Task directions: How many of the lines below contain the word "front"? Case counts. Reply with the number alone.

Data listing:
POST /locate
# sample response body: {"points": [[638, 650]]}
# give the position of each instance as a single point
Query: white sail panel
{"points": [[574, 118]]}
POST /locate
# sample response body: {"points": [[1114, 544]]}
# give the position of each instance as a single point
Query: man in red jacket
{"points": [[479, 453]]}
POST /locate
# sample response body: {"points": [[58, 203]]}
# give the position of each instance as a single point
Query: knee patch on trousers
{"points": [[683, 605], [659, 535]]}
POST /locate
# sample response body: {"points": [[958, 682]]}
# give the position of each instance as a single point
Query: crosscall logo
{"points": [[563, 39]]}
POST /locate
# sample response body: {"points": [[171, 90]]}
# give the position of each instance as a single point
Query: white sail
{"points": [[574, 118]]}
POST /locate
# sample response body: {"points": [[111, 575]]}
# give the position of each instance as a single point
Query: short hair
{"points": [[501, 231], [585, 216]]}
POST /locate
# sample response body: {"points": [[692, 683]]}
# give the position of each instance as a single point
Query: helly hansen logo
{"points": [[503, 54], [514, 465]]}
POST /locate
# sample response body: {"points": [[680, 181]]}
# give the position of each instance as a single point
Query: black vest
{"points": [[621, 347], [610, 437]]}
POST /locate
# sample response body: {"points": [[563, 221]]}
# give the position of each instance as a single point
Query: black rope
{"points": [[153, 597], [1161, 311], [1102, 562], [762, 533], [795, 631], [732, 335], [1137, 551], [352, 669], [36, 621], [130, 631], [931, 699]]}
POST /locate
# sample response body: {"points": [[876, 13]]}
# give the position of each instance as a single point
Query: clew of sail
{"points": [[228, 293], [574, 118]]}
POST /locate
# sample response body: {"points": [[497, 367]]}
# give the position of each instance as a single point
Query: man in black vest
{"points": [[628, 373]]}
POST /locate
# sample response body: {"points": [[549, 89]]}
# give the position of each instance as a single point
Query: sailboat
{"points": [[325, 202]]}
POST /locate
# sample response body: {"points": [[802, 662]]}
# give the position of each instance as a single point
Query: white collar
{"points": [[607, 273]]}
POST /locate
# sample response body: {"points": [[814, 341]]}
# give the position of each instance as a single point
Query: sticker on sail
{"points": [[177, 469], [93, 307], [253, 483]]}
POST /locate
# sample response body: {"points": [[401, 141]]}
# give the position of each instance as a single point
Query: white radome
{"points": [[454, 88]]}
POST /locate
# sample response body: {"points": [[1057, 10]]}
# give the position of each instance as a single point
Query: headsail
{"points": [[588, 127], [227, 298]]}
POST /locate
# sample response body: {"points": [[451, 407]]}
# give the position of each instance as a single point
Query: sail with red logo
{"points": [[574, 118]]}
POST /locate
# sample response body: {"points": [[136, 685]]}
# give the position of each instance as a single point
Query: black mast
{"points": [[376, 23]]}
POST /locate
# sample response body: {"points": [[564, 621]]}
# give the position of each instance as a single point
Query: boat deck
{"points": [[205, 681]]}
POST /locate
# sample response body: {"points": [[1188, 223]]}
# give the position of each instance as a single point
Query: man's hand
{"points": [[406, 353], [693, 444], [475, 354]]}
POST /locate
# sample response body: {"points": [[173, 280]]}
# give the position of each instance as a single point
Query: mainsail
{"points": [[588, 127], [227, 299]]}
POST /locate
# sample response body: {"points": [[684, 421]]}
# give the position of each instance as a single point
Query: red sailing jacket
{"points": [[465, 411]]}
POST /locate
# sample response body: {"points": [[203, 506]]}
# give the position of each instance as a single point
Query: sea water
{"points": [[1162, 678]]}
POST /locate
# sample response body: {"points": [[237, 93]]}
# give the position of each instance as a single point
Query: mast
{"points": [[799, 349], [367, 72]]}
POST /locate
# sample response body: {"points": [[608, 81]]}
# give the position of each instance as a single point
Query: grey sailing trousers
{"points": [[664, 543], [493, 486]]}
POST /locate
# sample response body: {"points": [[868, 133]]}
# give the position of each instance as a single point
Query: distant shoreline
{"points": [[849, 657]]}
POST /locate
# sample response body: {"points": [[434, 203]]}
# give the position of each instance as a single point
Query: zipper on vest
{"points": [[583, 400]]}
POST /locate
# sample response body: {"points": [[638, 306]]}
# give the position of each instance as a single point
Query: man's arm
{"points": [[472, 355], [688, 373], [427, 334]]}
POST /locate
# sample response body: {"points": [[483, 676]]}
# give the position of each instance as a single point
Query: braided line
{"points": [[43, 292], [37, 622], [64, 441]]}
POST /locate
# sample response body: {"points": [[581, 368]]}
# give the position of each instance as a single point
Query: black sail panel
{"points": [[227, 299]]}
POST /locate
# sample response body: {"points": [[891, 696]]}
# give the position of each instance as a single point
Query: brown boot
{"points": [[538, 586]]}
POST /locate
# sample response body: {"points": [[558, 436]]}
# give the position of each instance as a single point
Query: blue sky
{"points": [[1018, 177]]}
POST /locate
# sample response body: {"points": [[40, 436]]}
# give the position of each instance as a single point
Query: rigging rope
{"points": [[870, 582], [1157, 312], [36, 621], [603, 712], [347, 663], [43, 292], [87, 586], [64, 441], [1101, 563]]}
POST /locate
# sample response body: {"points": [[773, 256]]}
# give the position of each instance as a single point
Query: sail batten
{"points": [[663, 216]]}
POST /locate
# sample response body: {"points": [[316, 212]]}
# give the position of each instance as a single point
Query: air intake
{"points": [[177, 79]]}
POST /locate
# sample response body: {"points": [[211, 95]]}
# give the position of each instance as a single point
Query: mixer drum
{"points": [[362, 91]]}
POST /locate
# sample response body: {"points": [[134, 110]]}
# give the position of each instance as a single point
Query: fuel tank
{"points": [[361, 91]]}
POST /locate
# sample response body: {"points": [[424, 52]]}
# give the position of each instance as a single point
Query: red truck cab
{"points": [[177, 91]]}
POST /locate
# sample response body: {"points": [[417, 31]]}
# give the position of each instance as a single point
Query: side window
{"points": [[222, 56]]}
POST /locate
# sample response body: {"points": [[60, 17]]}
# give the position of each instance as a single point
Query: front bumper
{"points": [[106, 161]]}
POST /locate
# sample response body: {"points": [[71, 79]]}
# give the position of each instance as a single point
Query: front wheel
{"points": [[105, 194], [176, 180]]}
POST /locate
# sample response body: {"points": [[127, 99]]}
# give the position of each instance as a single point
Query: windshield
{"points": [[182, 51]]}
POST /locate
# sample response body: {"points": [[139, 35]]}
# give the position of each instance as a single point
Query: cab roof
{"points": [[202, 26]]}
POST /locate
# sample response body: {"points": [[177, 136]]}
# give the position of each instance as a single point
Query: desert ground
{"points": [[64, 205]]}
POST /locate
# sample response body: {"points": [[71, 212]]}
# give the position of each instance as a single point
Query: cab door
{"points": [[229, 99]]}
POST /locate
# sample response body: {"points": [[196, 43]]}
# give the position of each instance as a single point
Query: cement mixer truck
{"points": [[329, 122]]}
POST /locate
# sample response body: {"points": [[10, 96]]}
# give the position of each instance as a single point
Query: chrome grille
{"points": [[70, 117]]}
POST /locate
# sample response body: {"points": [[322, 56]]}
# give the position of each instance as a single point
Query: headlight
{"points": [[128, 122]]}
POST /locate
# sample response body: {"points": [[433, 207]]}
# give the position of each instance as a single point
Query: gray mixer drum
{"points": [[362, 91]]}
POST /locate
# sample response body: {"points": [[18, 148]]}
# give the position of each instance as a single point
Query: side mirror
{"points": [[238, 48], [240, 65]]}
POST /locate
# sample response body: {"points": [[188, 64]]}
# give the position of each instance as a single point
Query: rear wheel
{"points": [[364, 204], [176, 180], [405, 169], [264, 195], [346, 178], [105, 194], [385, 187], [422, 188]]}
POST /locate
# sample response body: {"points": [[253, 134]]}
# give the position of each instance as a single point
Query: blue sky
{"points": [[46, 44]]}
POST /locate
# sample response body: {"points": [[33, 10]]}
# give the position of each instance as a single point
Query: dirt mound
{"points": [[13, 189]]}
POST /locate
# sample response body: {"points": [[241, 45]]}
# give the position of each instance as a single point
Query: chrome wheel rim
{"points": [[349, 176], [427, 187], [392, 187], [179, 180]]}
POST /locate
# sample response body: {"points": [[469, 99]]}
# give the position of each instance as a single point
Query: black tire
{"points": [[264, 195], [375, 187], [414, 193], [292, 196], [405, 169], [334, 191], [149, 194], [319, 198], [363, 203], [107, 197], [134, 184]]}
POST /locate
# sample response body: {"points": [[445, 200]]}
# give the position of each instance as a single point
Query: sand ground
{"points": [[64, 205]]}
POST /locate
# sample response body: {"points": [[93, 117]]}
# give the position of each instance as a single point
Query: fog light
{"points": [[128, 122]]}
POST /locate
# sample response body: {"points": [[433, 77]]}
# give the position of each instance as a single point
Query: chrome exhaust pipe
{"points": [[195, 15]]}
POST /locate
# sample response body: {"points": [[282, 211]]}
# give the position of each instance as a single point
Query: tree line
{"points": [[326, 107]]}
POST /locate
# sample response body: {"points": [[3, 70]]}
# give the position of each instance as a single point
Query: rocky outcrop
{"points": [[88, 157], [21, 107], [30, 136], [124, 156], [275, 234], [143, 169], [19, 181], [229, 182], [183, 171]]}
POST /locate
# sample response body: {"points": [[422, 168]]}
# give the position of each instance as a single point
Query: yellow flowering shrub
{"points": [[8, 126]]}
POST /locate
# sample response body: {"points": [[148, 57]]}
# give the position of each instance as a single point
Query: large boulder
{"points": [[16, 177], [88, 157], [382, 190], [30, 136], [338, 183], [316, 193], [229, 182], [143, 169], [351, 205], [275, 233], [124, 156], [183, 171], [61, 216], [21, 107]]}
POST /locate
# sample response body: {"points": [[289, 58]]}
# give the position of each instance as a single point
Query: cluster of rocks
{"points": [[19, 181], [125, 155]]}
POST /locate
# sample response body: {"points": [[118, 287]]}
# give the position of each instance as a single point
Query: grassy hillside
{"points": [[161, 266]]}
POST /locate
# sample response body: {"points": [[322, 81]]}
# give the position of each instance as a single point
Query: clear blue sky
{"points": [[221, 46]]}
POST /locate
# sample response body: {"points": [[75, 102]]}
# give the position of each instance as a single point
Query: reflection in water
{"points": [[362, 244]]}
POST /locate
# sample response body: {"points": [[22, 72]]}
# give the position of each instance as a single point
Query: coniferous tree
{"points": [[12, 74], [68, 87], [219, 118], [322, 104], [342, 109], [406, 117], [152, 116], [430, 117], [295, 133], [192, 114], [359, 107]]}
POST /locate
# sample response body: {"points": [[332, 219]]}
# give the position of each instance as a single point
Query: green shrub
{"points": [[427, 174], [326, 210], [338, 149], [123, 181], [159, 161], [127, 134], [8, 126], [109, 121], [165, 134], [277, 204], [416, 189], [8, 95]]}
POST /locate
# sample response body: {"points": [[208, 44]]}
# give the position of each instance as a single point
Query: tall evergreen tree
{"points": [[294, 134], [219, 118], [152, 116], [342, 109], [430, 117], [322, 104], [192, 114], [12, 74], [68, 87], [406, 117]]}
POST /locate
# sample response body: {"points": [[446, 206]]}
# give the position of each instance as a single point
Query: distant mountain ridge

Worked answer: 2